» **Extrait de page**
══════════
Dépasser le cartel, construire une autre gauche

Le Front de gauche a vécu. S’il a permis de poser les bases d’une politique de gauche alternative, il a échoué à représenter cette alternative, non seulement aux yeux d’une majorité de la population, des millions d’électeur-trice-s qui avaient pourtant voté pour son candidat en 2012, mais aussi parmi les franges les plus organisées, militant-e-s des partis, syndicats, associations et autres mouvements, anciens et nouveau, du peuple de gauche dans toute sa richesse et sa diversité.

Toutes celles et tous ceux qui se reconnaissent toujours dans l’objectif stratégique qu’il s’était fixé (contester l’hégémonie à gauche du PS social-libéralisé et devenir majoritaire à gauche et dans le pays), dans ses grandes lignes stratégiques et programmatique (unité, autonomie, mobilisation citoyenne), ont aujourd’hui la responsabilité de construire autrement, sur de nouvelles bases, une autre gauche.

Une gauche véritablement antiraciste et solidaire, qui s’adresse sans sectarisme à tous les courants, mouvements et réseaux qui (se) mobilisent aujourd’hui contre les discriminations, pour l’égalité des droits et la justice pour tou-te-s, pour mener ensemble de grande campagnes populaires contre la déchéance de nationalité, la répression des migrant-e-s, le contrôle au faciès et les violences policières…Une gauche activement anti-guerre et internationaliste, capable d’opposer aux stratégies impérialiste de son propre Etat une politique de paix et de justice. Une gauche profondément démocratique qui dépasse le cartel organisationnel pour systématiquement donner la parole et le pouvoir aux citoyen-ne-s et aux militant-e-s.
══════════
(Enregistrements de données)
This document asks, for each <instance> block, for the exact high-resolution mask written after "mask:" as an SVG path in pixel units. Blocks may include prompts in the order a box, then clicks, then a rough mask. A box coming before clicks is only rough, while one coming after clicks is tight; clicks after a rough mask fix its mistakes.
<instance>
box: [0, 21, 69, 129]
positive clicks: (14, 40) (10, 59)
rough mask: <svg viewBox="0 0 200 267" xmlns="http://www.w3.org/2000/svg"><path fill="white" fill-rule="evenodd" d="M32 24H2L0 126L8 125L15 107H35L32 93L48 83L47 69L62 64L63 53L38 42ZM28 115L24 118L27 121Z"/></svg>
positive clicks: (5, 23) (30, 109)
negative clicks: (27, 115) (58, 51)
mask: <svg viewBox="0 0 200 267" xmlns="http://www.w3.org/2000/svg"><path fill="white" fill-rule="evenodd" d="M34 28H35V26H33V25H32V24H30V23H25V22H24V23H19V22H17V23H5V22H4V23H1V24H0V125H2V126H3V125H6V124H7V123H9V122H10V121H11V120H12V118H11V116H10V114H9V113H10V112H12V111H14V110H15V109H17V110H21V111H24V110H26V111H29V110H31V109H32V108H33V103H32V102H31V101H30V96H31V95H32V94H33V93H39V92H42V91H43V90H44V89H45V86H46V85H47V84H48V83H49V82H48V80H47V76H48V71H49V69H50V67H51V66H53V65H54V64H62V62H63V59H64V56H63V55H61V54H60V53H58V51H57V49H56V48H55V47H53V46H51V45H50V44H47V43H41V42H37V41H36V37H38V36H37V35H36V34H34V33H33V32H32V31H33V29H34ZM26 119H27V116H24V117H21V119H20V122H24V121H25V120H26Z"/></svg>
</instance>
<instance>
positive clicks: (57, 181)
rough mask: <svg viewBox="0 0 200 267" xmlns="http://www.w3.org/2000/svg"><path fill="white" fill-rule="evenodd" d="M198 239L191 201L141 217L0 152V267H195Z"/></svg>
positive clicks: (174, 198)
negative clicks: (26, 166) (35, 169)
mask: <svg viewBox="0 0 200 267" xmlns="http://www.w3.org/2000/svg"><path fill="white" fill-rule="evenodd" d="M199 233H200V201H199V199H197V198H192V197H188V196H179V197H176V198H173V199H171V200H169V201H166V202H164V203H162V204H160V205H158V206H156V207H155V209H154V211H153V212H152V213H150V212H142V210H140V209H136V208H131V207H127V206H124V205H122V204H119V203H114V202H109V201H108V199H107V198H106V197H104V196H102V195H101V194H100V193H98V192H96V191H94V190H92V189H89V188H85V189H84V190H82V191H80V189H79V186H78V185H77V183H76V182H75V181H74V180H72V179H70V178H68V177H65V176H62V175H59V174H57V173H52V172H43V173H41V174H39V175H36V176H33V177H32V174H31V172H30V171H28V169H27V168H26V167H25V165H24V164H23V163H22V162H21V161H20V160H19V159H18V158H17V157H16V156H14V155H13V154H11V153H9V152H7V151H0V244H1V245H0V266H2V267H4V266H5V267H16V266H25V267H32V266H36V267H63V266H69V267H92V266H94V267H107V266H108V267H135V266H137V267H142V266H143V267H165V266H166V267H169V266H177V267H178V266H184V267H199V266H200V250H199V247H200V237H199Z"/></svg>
══════════
» **Consigne A**
Énumérez tout ce contre quoi, selon l'extrait, la gauche décrite doit mener de grandes campagnes populaires.
» **Consigne B**
Traduisez en anglais cette phrase de l'extrait : « Une gauche profondément démocratique qui dépasse le cartel organisationnel pour systématiquement donner la parole et le pouvoir aux citoyen-ne-s et aux militant-e-s. »
Les enregistrements ne servent à rien ici.

» **Réponse A**
- la déchéance de nationalité
- la répression des migrant-e-s
- le contrôle au faciès
- les violences policières

» **Réponse B**
A deeply democratic left that moves beyond the organizational cartel in order to systematically give a voice and power to citizens and activists.